Jakarta, Aktual.com – Lembaga Bantuan Hukum (LBH) Jakarta mengungkapkan empat kejanggalan dalam kasus penyerangan penyidik Komisi Pemberantasan Korupsi (KPK), Novel Baswedan. Direktur LBH Jakarta, Alghiffari Aqsa, menyatakan empat kejanggalan tersebut berkaitan dengan kinerja dengan kepolisian.
Menurut Alghiffari, empat kejanggalan tersebut dapat membuka tabir misteri insiden yang menimpa Novel. Keempat kejanggalan tersebut yaitu sidik jari, saksi, barang bukti dan rekaman CCTV.
1. Sidik Jari
Pada sidik jari, Alghiffari mengungkapkan terdapat keterangan saksi yang melihat bahwa dua pelaku penyiraman air keras yang mendekati Novel sembari membawa cangkir yang diduga berisi air keras.
“Dan dia melihat bahwa orang-orang tersebut tidak menggunakan sarung tangan. Artinya ada sidik jari di sana,” ungkapnya di Gedung PP Muhammadiyah, Jakarta, Rabu (26/7).
Sebelumnya, pihak kepolisian telah menyatakan bahwa cangkir tersebut tidak ditemukan sidik jari yang cukup untuk dijadikan petunjuk dalam kasus ini. Oleh karenanya, Alghiffari pun menduga bahwa pihak kepolisian telah dengan sengaja menyembunyikan hal tersebut.
“Nah ini kita berasumsi atau menduga bahwa polisi berbohong di sana. Seperti saya sampaikan, pasti ada genggaman kuat pada cangkir, tidak mungkin hanya sisa sedikit sidik jari di sana,” jelasnya.
“Kecuali ketika ditemukan, sidik jari tersebut dihapus entah oleh pelaku atau oleh penyidik,” tambahnya.
2. Saksi
Kejanggalan kedua, lanjut Alghiffari adalah keterangan saksi yang dijadikan rujukan oleh pihak kepolisian. Ia beranggapan bahwa adanya keterkaitan antara saksi yang sudah dilepaskan oleh polisi dengan keterangan saksi yang lain.
“Misalnya orang dengan inisial AL, itulah yang diduga yang mendatangi rumah Novel dan menanyakan pakaian gamis laki-laki. Dari postur, kalau kita lihat CCTV, ada kemiripan,” terang pria berusia 31 tahun ini.
Sebelumnya, AL sempat ditahan di Markas Polda Metro Jaya (Mapolda Metro Jaya), beberapa waktu lalu. Namun pihak kepolisian pada akhirnya menyatakan bahwa AL tidak berkaitan dengan penyerangan Novel.
Selain itu, terdapat beberapa saksi yang mengungkapkan bahwa terdapat sejumlah orang yang mengintai rumah Novel. Hal tersebut, jelas Alghaffari, tidak juga mendapat kejelasan dari pihak kepolisian.
“Sebenarnya sudah diangkat juga di beberapa media, ada saksi yang melihat dan bertemu dengan orang yang diduga pelaku dan bertanya-tanya 1-2 minggu sebelum kejadian mengenai rumah novel,” bebernya.

* * *

> Perintah 1: Tulis ulang baris-baris catatan mulai dari baris yang memuat "the blue awning?" sampai dengan baris terakhir catatan, kedua ujungnya termasuk, beserta permintaannya. Kalikan setiap angka koordinat titik pada jawaban dengan 2,05, lalu bulatkan ke bilangan bulat terdekat; nilai setengah dibulatkan ke atas.

* * *

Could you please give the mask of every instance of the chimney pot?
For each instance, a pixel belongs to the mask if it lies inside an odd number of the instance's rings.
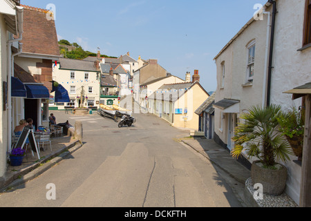
[[[194,75],[192,76],[192,83],[196,81],[200,82],[200,75],[198,75],[198,70],[194,70]]]

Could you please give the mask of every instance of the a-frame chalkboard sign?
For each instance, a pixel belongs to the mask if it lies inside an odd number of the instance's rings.
[[[38,146],[37,146],[36,138],[35,137],[35,133],[33,131],[33,128],[32,126],[26,126],[24,127],[23,132],[19,136],[19,141],[17,142],[17,144],[15,146],[23,148],[27,141],[27,138],[29,140],[29,144],[30,144],[31,150],[32,151],[32,155],[33,151],[36,152],[38,156],[38,159],[40,160]]]

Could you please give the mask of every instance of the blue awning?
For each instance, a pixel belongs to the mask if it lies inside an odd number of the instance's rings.
[[[26,97],[27,91],[25,85],[17,77],[11,77],[11,96],[12,97]]]
[[[48,99],[50,93],[48,89],[43,85],[25,84],[27,90],[27,98],[29,99]]]
[[[52,92],[54,91],[55,92],[55,103],[69,103],[70,102],[67,90],[66,90],[62,84],[59,84],[57,87],[55,87],[53,85]]]

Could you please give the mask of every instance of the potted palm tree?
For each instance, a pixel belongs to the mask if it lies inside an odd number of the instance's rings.
[[[261,184],[263,193],[272,195],[281,195],[286,185],[287,169],[277,162],[288,161],[292,154],[288,142],[278,131],[281,109],[276,105],[252,106],[249,113],[241,115],[244,122],[236,128],[233,137],[232,156],[238,157],[245,151],[250,158],[256,157],[252,165],[252,181]]]
[[[278,121],[280,131],[285,136],[294,154],[301,161],[305,132],[304,108],[301,107],[297,110],[293,107],[290,111],[281,115]]]

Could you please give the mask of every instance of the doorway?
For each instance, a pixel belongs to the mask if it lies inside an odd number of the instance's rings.
[[[25,119],[32,118],[36,128],[38,128],[38,126],[40,126],[38,125],[38,99],[25,99]]]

* * *

> Perintah 2: Menurut teks bacaan, apa saja empat kejanggalan yang disebutkan Alghiffari?

> Jawaban 1:
Could you please give the mask of every instance of the blue awning?
For each instance, a pixel belongs to the mask if it lies inside an odd number of the instance's rings.
[[[53,199],[55,187],[51,174],[35,158],[23,158],[23,197],[25,199]]]
[[[98,203],[103,191],[98,182],[88,174],[51,172],[55,185],[55,201],[59,203]]]
[[[107,189],[111,187],[113,189],[113,211],[141,211],[144,209],[137,185],[135,185],[127,172],[121,172],[117,178],[113,178],[109,174]]]

Could you please give the mask of every instance of the potted palm tree?
For each instance, a pixel belongs to the mask if it lies inside an odd number of the instance's rings.
[[[535,377],[539,396],[558,400],[576,400],[586,379],[588,346],[568,332],[590,330],[599,316],[590,291],[570,269],[576,223],[566,215],[517,217],[510,232],[494,236],[500,250],[484,262],[478,281],[476,320],[488,322],[502,310],[513,324],[525,322],[517,338],[517,371]]]
[[[570,248],[574,269],[584,279],[603,316],[617,330],[625,271],[623,221],[617,219],[609,226],[601,219],[595,228],[576,236]]]

Could you please give the mask of every instance of the doorway?
For each instance, a pixel belongs to the mask if it lies inside an odd number of the instance's rings.
[[[51,244],[66,242],[74,262],[78,262],[78,258],[82,258],[78,256],[78,203],[51,203]]]

> Jawaban 2: Sidik jari, saksi, barang bukti, dan rekaman CCTV.